• **SUPPLIED TEXT**
-*-

Supreme Court dismisses emoluments cases against Trump

The Trump International Hotel is shown on August 10, 2017 in Washington, DC. The hotel, located blocks from the White House, has become both a tourist attraction in the nation's capital and also a symbol of President Trump's intermingling of business and politics. By Ariane de Vogue and Devan Cole, CNN

(CNN) -- The Supreme Court declined on Monday to hear a case concerning whether former President Donald Trump violated provisions of the Constitution that bar a president from profiting from a foreign government.

The court instructed the lower courts to wipe away previous lower court opinions that went against Trump because he is no longer in office. It leaves unresolved a novel question raised in the case because Trump, unlike other presidents, did not use a blind trust when he assumed the presidency, but instead continued to retain an interest in his businesses and let those businesses take money from foreign and domestic governments.

RELATED: Why the Supreme Court didn't want to hear the Trump emoluments case

The order was issued without comment or dissent.

-*-

• **GIVEN ENTRIES**
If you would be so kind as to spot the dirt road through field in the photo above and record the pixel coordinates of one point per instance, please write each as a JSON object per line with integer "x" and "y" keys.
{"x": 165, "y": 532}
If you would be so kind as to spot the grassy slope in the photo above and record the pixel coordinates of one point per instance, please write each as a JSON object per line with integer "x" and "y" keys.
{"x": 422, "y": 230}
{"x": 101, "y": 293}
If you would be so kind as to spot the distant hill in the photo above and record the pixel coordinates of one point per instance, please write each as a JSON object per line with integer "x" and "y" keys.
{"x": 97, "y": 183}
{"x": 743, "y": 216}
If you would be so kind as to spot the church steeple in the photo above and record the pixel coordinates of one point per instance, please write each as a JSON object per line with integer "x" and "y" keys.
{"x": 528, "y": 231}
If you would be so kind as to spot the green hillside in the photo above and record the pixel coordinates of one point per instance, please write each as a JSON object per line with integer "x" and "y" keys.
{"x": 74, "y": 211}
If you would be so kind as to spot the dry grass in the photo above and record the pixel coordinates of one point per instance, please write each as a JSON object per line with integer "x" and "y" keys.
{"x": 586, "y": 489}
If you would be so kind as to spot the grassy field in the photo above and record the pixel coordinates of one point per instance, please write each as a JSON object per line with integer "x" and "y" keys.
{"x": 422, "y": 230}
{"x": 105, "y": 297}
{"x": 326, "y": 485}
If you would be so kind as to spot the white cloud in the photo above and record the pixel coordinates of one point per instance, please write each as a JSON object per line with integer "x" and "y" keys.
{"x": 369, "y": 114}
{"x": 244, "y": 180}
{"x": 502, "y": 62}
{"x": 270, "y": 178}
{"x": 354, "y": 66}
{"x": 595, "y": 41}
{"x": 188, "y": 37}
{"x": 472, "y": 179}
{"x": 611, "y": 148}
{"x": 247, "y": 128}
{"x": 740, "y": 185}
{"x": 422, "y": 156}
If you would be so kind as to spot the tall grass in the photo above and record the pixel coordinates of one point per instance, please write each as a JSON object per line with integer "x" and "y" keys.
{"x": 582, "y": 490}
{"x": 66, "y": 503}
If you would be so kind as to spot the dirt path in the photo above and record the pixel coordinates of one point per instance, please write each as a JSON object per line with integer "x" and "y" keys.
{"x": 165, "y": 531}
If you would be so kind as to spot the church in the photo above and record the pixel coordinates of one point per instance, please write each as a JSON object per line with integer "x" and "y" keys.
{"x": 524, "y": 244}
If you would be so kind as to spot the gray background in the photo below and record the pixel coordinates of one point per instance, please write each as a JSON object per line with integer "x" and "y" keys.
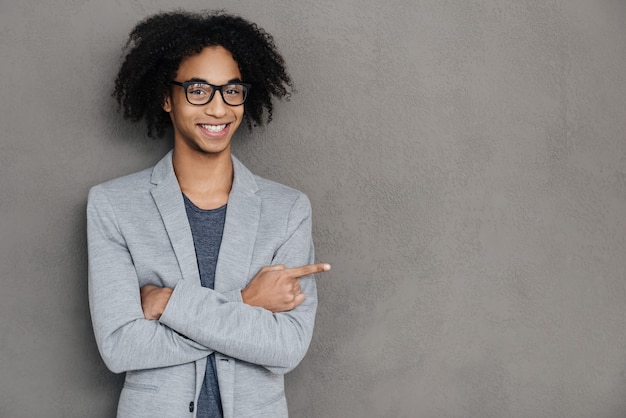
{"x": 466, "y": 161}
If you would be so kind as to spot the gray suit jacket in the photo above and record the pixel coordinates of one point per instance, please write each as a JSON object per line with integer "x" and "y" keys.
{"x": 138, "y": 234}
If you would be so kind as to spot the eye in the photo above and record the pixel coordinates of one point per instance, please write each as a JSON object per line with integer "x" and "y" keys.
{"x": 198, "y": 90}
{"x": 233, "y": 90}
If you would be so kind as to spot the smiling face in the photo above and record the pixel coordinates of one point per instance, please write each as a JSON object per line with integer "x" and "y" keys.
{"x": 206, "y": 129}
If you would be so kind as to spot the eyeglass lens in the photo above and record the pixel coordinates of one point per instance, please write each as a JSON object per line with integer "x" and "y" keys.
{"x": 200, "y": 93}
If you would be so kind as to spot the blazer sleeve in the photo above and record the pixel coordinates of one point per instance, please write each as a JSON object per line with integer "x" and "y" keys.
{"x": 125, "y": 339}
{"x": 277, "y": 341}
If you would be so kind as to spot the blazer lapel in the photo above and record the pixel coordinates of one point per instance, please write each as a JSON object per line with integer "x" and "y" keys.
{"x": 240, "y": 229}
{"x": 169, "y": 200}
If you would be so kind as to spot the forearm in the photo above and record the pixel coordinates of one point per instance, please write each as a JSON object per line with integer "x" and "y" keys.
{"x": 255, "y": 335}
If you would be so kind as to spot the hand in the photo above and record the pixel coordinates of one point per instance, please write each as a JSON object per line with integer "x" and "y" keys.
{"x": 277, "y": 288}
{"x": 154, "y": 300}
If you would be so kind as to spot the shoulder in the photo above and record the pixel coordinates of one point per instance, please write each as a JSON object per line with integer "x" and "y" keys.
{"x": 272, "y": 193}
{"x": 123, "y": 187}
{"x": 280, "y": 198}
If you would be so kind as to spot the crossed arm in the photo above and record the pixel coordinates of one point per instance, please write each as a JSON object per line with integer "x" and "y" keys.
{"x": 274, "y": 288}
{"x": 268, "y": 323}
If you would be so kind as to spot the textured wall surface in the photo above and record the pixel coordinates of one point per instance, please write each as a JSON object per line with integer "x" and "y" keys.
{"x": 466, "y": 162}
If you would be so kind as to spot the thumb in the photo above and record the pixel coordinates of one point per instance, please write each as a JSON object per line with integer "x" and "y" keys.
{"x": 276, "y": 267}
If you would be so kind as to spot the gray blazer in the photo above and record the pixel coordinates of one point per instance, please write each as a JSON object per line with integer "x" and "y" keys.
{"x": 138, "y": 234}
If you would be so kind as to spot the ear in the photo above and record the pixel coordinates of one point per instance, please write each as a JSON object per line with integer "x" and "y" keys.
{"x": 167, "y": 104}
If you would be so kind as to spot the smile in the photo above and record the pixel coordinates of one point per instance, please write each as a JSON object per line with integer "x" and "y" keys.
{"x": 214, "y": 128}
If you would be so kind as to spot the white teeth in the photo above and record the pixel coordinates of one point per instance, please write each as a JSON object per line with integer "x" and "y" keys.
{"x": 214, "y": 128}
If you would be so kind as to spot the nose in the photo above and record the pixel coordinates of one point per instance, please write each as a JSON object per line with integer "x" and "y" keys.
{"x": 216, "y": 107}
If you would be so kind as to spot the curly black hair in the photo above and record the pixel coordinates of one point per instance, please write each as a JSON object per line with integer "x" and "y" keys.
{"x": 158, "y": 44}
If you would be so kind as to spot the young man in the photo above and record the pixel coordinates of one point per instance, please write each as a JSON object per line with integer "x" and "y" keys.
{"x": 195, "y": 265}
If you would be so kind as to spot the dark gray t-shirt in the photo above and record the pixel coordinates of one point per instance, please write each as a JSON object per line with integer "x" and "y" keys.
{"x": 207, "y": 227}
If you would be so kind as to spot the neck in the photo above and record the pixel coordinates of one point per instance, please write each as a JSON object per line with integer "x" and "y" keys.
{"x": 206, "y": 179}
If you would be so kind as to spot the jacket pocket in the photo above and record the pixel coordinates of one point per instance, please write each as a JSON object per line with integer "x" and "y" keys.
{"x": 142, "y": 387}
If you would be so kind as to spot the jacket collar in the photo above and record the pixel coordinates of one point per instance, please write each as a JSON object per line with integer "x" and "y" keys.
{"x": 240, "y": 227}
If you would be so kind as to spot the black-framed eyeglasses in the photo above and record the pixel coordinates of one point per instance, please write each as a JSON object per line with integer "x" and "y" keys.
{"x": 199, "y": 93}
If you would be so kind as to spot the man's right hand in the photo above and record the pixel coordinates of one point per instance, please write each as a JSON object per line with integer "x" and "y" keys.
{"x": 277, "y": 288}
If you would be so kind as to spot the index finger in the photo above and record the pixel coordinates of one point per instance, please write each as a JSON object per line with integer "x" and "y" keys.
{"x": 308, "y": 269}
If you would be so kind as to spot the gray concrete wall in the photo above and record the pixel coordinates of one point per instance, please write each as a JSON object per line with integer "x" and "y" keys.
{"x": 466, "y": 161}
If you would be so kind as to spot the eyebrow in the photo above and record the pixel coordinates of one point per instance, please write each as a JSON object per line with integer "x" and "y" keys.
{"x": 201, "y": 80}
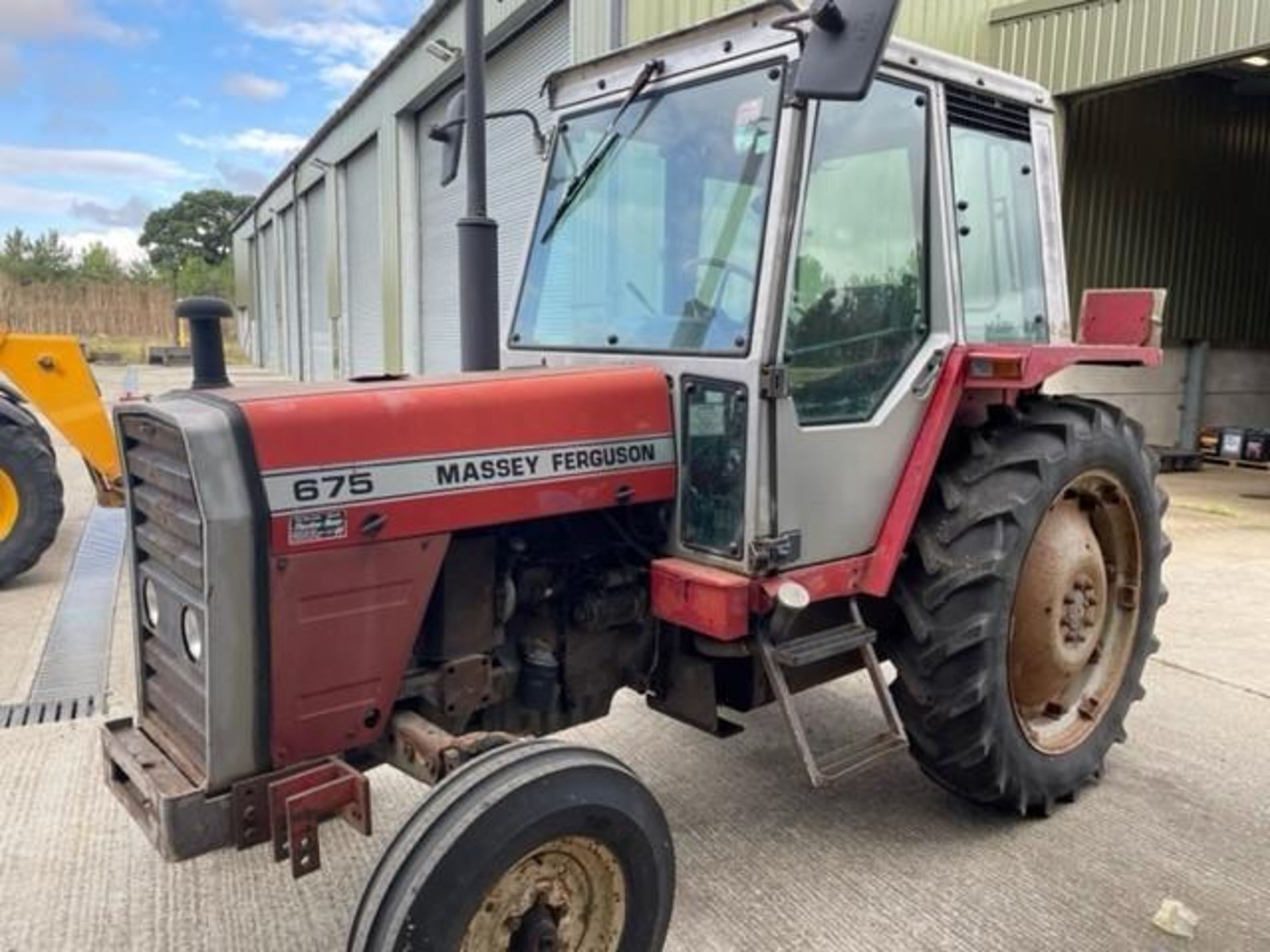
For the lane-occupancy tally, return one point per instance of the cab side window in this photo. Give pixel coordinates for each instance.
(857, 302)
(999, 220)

-*-

• **TASK 1**
Indicate whether each statement agrees with the emoluments article, answering yes or no and quoting the deciding words of the article: (a) the Trump International Hotel stands blocks from the White House; (b) Trump placed his businesses in a blind trust upon assuming the presidency; (c) the Supreme Court's order was accompanied by a dissent.
• **TASK 2**
Write the paragraphs that follow the final sentence of the article on the Supreme Court's dismissal of the Trump emoluments cases.

• **ANSWER 1**
(a) Yes: "located blocks from the White House"
(b) No: "did not use a blind trust when he assumed the presidency"
(c) No: "The order was issued without comment or dissent."

• **ANSWER 2**
There were two cases covering the issue before the justices. One was initiated by lawyers for Maryland and Washington, DC, who argued Trump violated the Constitution by accepting payments from foreign and domestic governments through the Trump International Hotel in DC. They said they were disadvantaged in competing for business from foreign and state officials who may choose to do business with entities in which the President had a financial interest in order to curry favor.

A second case was brought by various members of the hospitality industry who own or work in hotels or restaurants in New York and Washington, who also argued they were put at a competitive disadvantage.

Deepak Gupta, one of the attorneys challenging Trump in the disputes, said on Twitter following the court's decision that he wasn't surprised the case was dismissed as moot after Trump left office, adding it's "disappointing that Trump ran out the clock."

"I'm proud of the work we did to ensure the Constitution's anti-corruption norms weren't forgotten," he wrote.

The group Citizens for Responsibility and Ethics in Washington, which had a part in the cases against Trump, said on Monday that the lawsuits "made the American people aware for four years of the pervasive corruption that came from a president maintaining a global business and taking benefits and payments from foreign and domestic governments."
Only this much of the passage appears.